-- start of SOURCE TEXT --

Thursday, November 30, 2006

LINE launch tomorrow

Very exciting! Don't miss out!

LINEbooks (of West Coast Line)
invites you to join us for the launch of four new poetry titles:

accrete or crumble by Natalie Simpson
Surplus by Roger Farr
Transversals for Orpheus & the untitled 1-13 by Garry Morse
Courage, My Love by Reg Johanson

Friday, December 01, 8pm
at Spartacus Books
319 West Hastings Street

Special: pre launch price box set of all four titles $50
Contact Michael Barnholden
See also, "News column, to view a pdf of the book titles & descriptions

Wednesday, November 29, 2006

so purty, so cold

Yes, I know, it's just snow. But this is Vancouver, folks, not Calgary, not St. John's. Actually, as long as you don't have to drive, it's kinda fun. Went for a stomp through my neighbourhood yesterday, met some very nice nabeyaki udon and a friendly chocolate mousse cake. Upscale neighbourhoods have their perks.

Writing is stalled out. Need brain food. Reading Rei Terada on affect, and Donna Haraway's Primate Visions. On the burner: the nameless novel, a critical essay about clones and kidneys, Sybil Unrest (The Return of the Jedi) and (may be) a sequel to Salt Fish Girl. You'd think one of them would roll. It's too cold and I've run out of fish crunchies.

Wednesday, November 22, 2006

adventures in wonderland

Now that Rita is not around to socially co-ordinate me, I have to do it myself. Oh, the trials and tribulations!
Cools gigs in the next bit:
Roy Miki launches There at SFU Special Collections tomorrow at 12:30. Congratulations, Roy!

-- end of SOURCE TEXT --
-- start of DATASET EXTRACT --

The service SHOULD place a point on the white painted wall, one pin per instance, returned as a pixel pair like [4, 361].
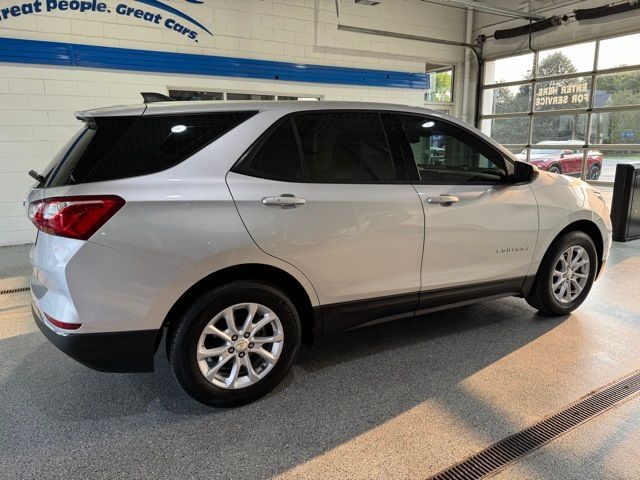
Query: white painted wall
[37, 103]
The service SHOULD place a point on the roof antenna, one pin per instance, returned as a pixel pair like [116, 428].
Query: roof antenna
[151, 97]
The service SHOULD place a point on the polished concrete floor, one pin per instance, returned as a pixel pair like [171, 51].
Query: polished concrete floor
[398, 400]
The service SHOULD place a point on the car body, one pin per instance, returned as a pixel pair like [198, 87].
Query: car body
[337, 207]
[567, 161]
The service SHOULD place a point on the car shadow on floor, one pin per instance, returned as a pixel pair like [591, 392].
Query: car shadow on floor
[342, 387]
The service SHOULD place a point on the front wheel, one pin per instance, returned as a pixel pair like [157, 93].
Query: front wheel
[565, 275]
[235, 344]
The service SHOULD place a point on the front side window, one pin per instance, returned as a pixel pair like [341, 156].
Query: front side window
[447, 154]
[345, 147]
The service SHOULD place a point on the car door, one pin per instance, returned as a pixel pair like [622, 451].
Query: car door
[481, 229]
[324, 191]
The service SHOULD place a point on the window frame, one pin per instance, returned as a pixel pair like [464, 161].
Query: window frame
[413, 166]
[395, 155]
[591, 110]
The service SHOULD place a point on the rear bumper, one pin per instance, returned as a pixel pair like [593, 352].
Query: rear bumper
[106, 352]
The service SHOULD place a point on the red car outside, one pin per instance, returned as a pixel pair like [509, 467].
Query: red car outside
[567, 161]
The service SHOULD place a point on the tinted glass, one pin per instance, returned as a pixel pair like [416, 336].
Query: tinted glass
[345, 147]
[189, 95]
[278, 157]
[120, 147]
[446, 154]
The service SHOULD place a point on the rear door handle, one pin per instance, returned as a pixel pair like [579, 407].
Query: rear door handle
[445, 200]
[286, 200]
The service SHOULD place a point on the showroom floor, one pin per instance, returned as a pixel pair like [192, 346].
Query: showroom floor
[398, 400]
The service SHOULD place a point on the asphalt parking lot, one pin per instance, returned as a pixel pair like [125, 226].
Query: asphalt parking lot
[398, 400]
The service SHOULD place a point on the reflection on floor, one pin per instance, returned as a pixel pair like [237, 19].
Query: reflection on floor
[399, 400]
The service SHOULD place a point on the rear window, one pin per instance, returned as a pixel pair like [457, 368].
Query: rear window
[109, 148]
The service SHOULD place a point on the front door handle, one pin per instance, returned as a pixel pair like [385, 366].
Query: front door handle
[445, 200]
[286, 200]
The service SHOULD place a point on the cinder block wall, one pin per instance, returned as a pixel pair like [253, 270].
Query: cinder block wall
[37, 102]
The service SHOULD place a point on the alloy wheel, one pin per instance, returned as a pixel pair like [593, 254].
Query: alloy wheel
[570, 274]
[240, 345]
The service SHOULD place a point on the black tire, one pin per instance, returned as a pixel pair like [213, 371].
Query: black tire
[183, 342]
[594, 172]
[541, 295]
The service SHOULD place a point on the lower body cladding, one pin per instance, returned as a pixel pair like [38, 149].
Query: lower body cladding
[133, 351]
[105, 352]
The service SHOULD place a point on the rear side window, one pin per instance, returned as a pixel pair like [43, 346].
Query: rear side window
[277, 158]
[348, 147]
[325, 147]
[110, 148]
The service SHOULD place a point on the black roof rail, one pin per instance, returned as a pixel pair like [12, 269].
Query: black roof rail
[151, 97]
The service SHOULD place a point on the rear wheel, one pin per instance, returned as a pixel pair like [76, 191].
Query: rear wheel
[235, 344]
[565, 275]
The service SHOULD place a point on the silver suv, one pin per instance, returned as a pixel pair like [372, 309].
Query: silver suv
[242, 230]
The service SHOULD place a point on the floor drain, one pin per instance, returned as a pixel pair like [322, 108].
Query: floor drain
[494, 458]
[14, 290]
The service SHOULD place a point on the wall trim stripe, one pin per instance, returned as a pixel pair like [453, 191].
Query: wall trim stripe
[92, 56]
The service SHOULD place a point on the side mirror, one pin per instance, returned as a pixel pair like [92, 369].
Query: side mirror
[523, 172]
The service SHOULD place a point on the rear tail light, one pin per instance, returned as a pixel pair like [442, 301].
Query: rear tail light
[63, 325]
[74, 217]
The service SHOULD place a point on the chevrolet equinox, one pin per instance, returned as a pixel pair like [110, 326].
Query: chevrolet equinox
[238, 231]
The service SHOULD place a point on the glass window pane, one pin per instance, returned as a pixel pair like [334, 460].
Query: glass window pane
[506, 100]
[195, 95]
[569, 93]
[571, 59]
[507, 130]
[345, 147]
[278, 158]
[122, 147]
[509, 69]
[615, 127]
[249, 96]
[446, 154]
[559, 128]
[618, 89]
[566, 160]
[440, 86]
[619, 51]
[610, 160]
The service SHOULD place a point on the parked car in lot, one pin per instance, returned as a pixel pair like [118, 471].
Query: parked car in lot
[567, 161]
[241, 230]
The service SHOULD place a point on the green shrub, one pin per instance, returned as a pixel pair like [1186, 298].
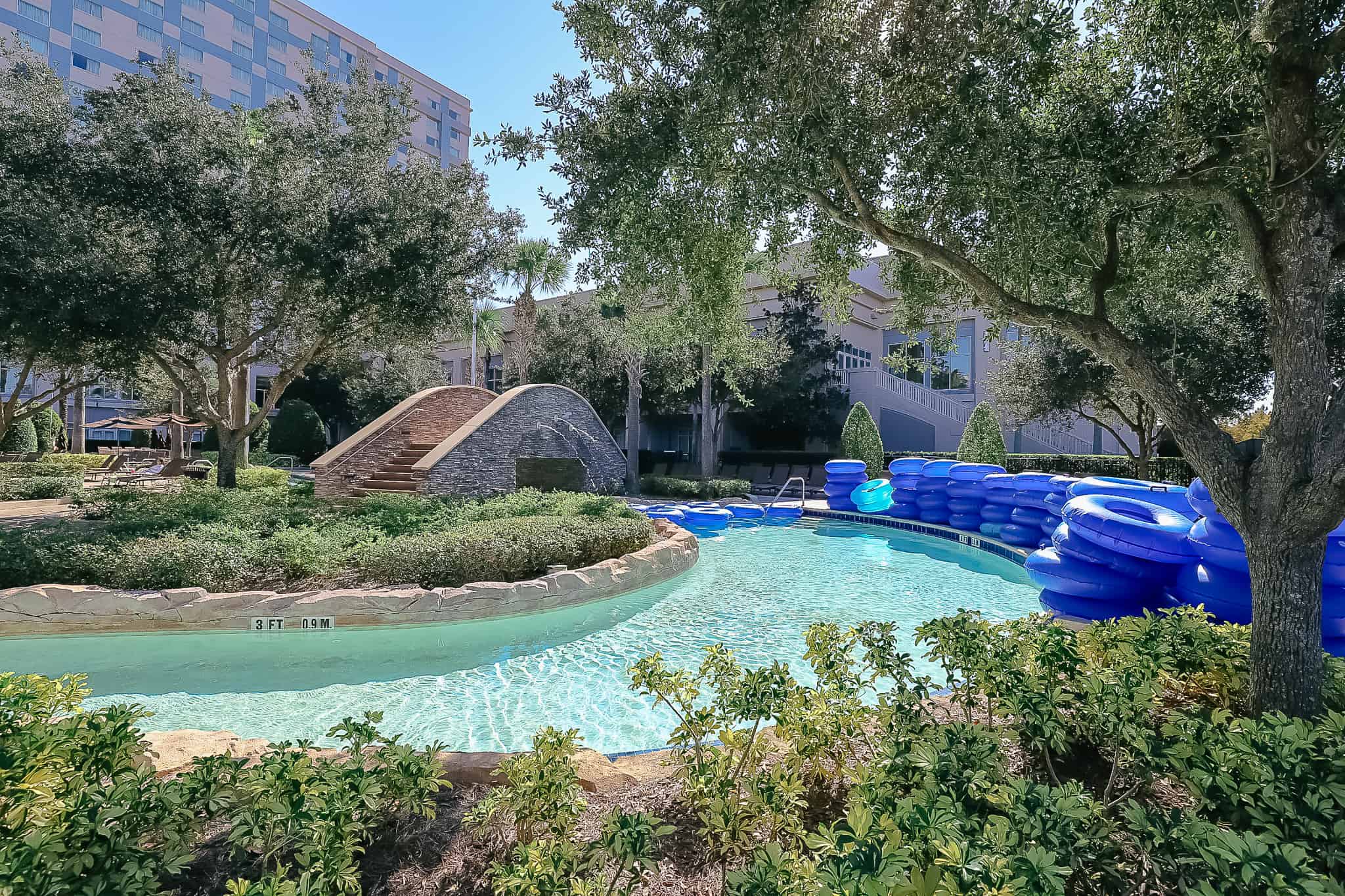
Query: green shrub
[22, 436]
[982, 442]
[707, 489]
[47, 427]
[503, 550]
[860, 440]
[298, 430]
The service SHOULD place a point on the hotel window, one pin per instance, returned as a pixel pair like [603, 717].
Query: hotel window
[88, 35]
[850, 358]
[37, 14]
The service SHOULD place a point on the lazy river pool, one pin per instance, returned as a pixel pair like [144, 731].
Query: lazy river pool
[491, 684]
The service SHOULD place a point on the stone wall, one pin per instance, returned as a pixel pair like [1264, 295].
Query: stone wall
[540, 421]
[70, 609]
[428, 417]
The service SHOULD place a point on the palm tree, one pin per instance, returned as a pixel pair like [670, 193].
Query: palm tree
[537, 267]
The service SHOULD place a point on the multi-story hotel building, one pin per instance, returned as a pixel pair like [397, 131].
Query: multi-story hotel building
[241, 53]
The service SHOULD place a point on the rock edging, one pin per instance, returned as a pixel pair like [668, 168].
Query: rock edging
[82, 609]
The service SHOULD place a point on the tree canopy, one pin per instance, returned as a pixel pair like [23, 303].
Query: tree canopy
[1084, 167]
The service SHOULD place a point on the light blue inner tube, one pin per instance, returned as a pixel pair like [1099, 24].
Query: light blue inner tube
[973, 472]
[996, 512]
[1020, 535]
[1169, 496]
[907, 465]
[1200, 499]
[1069, 605]
[938, 469]
[1136, 528]
[1033, 481]
[1070, 544]
[967, 522]
[1051, 570]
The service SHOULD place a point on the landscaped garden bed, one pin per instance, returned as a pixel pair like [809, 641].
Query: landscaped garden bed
[280, 538]
[1118, 759]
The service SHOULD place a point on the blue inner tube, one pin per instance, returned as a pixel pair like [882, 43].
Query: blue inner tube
[930, 501]
[1048, 568]
[967, 490]
[973, 472]
[1168, 496]
[969, 522]
[938, 469]
[907, 465]
[1020, 535]
[1200, 499]
[1033, 481]
[997, 512]
[1132, 527]
[1025, 498]
[1069, 605]
[1028, 516]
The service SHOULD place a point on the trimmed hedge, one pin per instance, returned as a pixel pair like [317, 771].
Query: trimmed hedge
[503, 550]
[1161, 469]
[709, 489]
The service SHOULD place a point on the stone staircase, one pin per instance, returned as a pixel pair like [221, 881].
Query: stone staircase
[397, 476]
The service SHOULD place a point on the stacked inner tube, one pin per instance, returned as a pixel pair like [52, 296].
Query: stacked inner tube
[1110, 557]
[967, 495]
[998, 508]
[873, 496]
[843, 479]
[1220, 581]
[933, 492]
[906, 481]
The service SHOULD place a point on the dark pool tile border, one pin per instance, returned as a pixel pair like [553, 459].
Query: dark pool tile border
[958, 536]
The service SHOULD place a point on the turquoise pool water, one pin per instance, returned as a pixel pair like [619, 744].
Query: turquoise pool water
[489, 685]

-- end of DATASET EXTRACT --

» LIST OF TASKS
1. Rewrite the blog post from "Writing is stalled" up to and including "12:30. Congratulations, Roy!", putting "cat treats" in place of "fish crunchies".
2. According to the blog post, why does the writer now have to handle social co-ordination without help? Answer in one to three sentences.
Rely only on the blog post.

» ANSWERS FOR THE TASKS
1.
Writing is stalled out. Need brain food. Reading Rei Terada on affect, and Donna Haraway's Primate Visions. On the burner: the nameless novel, a critical essay about clones and kidneys, Sybil Unrest (The Return of the Jedi) and (may be) a sequel to Salt Fish Girl. You'd think one of them would roll. It's too cold and I've run out of cat treats.

Wednesday, November 22, 2006

adventures in wonderland

Now that Rita is not around to socially co-ordinate me, I have to do it myself. Oh, the trials and tribulations!
Cools gigs in the next bit:
Roy Miki launches There at SFU Special Collections tomorrow at 12:30. Congratulations, Roy!

2. Rita is no longer around to socially co-ordinate the writer. So the writer has to do it alone.